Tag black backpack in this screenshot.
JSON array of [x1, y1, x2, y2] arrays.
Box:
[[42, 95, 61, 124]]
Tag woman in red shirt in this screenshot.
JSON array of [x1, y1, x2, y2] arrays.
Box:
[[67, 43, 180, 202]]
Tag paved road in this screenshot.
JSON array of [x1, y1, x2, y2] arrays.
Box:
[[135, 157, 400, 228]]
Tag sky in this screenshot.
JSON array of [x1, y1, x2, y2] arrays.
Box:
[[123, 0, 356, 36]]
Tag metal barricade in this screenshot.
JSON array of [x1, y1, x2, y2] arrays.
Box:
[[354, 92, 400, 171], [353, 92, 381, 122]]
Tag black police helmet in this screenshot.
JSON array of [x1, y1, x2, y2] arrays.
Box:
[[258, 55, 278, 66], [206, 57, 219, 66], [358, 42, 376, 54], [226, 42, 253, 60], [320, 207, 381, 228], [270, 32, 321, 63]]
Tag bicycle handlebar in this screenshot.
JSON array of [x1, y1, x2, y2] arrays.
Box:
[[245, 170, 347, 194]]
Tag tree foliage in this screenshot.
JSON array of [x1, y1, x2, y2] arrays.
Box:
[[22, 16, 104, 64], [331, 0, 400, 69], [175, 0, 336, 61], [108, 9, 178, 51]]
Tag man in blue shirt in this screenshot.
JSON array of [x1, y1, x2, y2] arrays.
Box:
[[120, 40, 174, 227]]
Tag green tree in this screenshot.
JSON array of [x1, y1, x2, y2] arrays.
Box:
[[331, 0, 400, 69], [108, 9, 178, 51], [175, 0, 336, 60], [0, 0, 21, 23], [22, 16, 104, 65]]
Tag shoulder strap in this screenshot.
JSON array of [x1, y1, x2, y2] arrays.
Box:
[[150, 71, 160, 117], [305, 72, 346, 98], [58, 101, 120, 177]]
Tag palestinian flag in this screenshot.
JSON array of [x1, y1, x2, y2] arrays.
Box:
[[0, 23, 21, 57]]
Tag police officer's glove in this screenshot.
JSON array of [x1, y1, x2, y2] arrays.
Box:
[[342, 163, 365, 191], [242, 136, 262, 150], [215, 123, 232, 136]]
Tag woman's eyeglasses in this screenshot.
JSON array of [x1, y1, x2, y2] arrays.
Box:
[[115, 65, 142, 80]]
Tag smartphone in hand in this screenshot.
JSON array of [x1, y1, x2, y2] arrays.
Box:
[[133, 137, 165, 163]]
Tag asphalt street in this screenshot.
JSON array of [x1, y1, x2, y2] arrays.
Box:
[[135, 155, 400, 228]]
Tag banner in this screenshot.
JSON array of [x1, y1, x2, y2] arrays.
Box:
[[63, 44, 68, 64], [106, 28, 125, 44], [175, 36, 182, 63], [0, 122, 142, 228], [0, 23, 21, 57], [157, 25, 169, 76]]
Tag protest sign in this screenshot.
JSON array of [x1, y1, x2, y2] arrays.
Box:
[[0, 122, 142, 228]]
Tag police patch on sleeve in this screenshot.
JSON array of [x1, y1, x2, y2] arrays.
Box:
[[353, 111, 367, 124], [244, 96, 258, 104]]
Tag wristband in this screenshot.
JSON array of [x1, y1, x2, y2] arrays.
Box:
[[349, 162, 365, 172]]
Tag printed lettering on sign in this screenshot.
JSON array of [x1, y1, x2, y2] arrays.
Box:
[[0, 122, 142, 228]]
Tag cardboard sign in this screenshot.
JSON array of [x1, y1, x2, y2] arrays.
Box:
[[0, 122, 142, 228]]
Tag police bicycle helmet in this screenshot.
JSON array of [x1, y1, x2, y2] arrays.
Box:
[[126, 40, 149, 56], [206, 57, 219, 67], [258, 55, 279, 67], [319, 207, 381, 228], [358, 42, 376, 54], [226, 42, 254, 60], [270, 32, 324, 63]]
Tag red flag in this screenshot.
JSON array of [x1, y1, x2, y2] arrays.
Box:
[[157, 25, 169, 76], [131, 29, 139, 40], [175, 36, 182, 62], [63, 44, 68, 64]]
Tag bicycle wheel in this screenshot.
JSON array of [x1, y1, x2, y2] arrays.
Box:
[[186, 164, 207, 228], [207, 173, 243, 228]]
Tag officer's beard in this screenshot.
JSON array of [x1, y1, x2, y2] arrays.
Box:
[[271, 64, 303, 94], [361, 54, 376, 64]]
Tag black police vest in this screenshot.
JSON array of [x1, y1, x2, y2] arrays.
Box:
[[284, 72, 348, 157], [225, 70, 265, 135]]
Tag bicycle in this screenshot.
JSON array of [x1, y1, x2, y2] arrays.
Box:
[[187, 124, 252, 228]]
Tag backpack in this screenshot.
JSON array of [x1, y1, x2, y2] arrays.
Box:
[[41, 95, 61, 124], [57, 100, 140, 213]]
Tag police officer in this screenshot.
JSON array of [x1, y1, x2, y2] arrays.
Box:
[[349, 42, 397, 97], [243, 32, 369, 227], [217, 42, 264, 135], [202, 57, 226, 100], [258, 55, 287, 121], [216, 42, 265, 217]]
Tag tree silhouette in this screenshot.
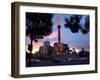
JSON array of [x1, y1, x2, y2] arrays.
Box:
[[26, 12, 52, 66], [65, 15, 90, 34]]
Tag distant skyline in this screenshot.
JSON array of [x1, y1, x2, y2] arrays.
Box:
[[26, 14, 90, 53]]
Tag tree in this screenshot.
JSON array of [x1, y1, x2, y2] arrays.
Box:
[[65, 15, 90, 34], [26, 12, 52, 66]]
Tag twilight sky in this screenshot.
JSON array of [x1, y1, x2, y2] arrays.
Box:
[[26, 14, 89, 53]]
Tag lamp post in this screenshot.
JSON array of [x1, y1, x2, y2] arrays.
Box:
[[57, 18, 61, 45]]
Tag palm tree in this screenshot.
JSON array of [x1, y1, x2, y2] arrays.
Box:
[[65, 15, 90, 34], [26, 12, 52, 66]]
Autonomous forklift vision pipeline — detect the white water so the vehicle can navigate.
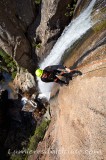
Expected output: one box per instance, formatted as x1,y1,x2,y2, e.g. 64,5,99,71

_ _ _ _ _

Aim: Reproduce the records from their first line through the line with "[[123, 0, 356, 36]]", keeping every line and not only the answers. Multiply each box coordinate in the answers by 0.95 and round it to a whole number, with halves rounded up, and give only those lines.

Written response:
Tag black backpack in this screenshot.
JSON array of [x1, y1, x2, y2] arrays.
Box:
[[40, 90, 58, 118]]
Tag woman in red shirt in this screenshot.
JSON array of [x1, y1, x2, y2] arrays.
Box:
[[64, 41, 171, 192]]
Tag paved road in this screenshot.
JSON array of [x1, y1, x2, y2] arrays.
Box:
[[128, 149, 380, 217]]
Tag sky in this screenshot.
JSON array of [x1, y1, x2, y2] arrays.
Box:
[[117, 0, 338, 34]]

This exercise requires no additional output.